● Texte retenu:
De Beyrouth à Mascate, en passant par tous les points névralgiques de la région, le Moyen-Orient retient son souffle. Tous les regards sont désormais tournés vers les négociations entre les États-Unis et l’Iran, des pourparlers susceptibles de déterminer l’issue politique des multiples conflits opposant l’axe occidental à l’axe iranien depuis l’opération « Déluge d’Al-Aqsa » du 7 octobre 2023.
Selon des sources diplomatiques, le premier round des négociations à Mascate a été « positif ». Les deux parties ont exprimé leur volonté de poursuivre les discussions — un signe évident que parvenir à un accord est dans leur intérêt commun. L’alternative serait trop coûteuse pour l’un comme pour l’autre. Seul Israël semble privilégier l’affrontement, considérant l’Iran et ses alliés comme une menace existentielle et estimant que le moment est propice à une frappe décisive, surtout après les coups sévères reçus au Liban, à Gaza, en Syrie, au Yémen, et même sur son propre territoire.

● Consigne à suivre: Reproduisez mot pour mot le passage du texte sur les négociations entre les États-Unis et l'Iran qui va de « De Beyrouth à » à « 7 octobre 2023. ». Les enregistrements n'ont aucun rôle ici.

● Extraits de données:
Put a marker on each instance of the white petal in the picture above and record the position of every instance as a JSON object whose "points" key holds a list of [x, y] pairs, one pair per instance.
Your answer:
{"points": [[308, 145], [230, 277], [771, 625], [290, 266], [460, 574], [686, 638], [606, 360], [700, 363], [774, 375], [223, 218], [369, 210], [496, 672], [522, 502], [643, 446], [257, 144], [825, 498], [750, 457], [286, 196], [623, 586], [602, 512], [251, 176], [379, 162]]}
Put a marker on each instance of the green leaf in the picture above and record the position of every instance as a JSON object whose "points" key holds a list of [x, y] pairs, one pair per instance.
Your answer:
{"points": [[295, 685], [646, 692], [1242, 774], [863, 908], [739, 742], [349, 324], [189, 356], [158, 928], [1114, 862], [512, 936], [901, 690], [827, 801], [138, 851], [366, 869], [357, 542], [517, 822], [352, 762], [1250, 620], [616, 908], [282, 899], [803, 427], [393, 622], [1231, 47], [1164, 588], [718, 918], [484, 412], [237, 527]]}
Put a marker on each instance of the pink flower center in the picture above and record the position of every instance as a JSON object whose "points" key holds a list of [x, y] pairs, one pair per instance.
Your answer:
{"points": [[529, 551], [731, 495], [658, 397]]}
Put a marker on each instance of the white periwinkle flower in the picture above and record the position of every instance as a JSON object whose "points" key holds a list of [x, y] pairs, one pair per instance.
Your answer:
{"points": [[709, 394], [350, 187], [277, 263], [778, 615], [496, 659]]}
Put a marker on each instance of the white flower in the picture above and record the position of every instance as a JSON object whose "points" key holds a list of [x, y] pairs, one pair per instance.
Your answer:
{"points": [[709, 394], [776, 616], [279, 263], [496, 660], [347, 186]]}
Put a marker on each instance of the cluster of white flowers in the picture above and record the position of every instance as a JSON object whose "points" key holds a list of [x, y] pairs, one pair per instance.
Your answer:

● Solution proposée:
De Beyrouth à Mascate, en passant par tous les points névralgiques de la région, le Moyen-Orient retient son souffle. Tous les regards sont désormais tournés vers les négociations entre les États-Unis et l’Iran, des pourparlers susceptibles de déterminer l’issue politique des multiples conflits opposant l’axe occidental à l’axe iranien depuis l’opération « Déluge d’Al-Aqsa » du 7 octobre 2023.